## Requirement
Recast the lines of the material below as a Markdown table with the columns "Row" and "Line", from the line holding "Pinpoint the pink" through the line holding "171, 113, 193, 136", inclusive. Number each row and leave out any blank lines.

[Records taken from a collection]
---

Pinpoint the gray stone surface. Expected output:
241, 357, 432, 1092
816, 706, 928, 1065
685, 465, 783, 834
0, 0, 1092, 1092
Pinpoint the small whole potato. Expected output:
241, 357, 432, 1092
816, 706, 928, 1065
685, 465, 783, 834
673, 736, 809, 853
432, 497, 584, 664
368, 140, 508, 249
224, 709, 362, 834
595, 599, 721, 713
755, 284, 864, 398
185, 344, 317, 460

---

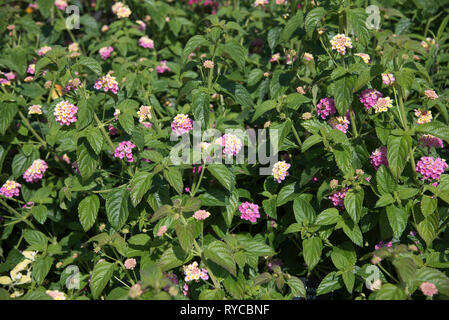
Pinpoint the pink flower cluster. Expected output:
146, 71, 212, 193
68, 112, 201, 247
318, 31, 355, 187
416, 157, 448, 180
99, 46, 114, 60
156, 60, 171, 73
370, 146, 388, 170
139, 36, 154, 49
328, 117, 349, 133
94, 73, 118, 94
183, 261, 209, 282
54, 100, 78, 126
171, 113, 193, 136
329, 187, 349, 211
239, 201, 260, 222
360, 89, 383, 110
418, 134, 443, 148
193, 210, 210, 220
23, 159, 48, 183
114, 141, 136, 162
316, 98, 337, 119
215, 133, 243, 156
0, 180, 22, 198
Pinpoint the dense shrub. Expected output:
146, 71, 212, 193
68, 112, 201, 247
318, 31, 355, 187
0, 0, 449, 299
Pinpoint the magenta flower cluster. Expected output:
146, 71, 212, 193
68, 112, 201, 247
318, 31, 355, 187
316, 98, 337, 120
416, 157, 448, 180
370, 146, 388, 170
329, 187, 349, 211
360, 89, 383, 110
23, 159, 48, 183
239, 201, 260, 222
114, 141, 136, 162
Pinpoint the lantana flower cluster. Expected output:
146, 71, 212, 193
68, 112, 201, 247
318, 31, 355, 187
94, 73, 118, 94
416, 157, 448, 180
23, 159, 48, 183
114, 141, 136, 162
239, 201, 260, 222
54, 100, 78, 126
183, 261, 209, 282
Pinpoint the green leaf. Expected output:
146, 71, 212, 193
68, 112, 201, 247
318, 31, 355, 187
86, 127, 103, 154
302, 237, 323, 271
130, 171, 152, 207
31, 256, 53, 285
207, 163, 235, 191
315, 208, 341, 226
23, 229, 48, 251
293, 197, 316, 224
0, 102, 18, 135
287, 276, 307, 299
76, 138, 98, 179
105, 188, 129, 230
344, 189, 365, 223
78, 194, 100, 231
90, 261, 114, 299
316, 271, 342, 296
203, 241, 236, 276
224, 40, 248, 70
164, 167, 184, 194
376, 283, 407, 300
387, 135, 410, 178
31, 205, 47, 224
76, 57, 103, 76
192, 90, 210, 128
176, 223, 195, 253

---

## Solution to this problem
| Row | Line |
|---|---|
| 1 | Pinpoint the pink flower cluster. Expected output: |
| 2 | 146, 71, 212, 193 |
| 3 | 68, 112, 201, 247 |
| 4 | 318, 31, 355, 187 |
| 5 | 416, 157, 448, 180 |
| 6 | 99, 46, 114, 60 |
| 7 | 156, 60, 171, 73 |
| 8 | 370, 146, 388, 170 |
| 9 | 139, 36, 154, 49 |
| 10 | 328, 117, 349, 133 |
| 11 | 94, 73, 118, 94 |
| 12 | 183, 261, 209, 282 |
| 13 | 54, 100, 78, 126 |
| 14 | 171, 113, 193, 136 |